++++ Trecho apresentado

Do ponto de vista jurídico, sem embargo dos esclarecimentos acima expendidos, interessa de modo especial assegurar a liberdade de crença e a liberdade religiosa, ou seja, garantir “o direito que tem o homem de adorar seu Deus, de acordo com a sua crença e o seu culto”[5].

A partir desse ponto, devemos situar toda esta temática de religião e liberdade no âmbito das minorias. Neste sentido, de todo recomendável saibamos o que caracteriza uma minoria[6] – não apenas religiosa, mas minoria de um modo geral – sem o que não teremos uma base lógica firme de saída para um tema que é vital a este estudo.

++++++++

**Exercícios a resolver:**
**a)** Transcreva do texto sobre liberdade religiosa a passagem entre "A partir desse" e "a este estudo.", inclusive.
**b)** De acordo com o texto sobre liberdade religiosa, o que interessa de modo especial assegurar do ponto de vista jurídico?

++++ Dados fornecidos

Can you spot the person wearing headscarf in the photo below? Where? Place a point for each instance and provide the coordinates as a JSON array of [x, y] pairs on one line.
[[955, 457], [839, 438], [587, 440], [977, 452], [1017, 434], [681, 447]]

++++++++

**Exercício resolvido:**
**a)**
A partir desse ponto, devemos situar toda esta temática de religião e liberdade no âmbito das minorias. Neste sentido, de todo recomendável saibamos o que caracteriza uma minoria[6] – não apenas religiosa, mas minoria de um modo geral – sem o que não teremos uma base lógica firme de saída para um tema que é vital a este estudo.

**b)** A liberdade de crença e a liberdade religiosa.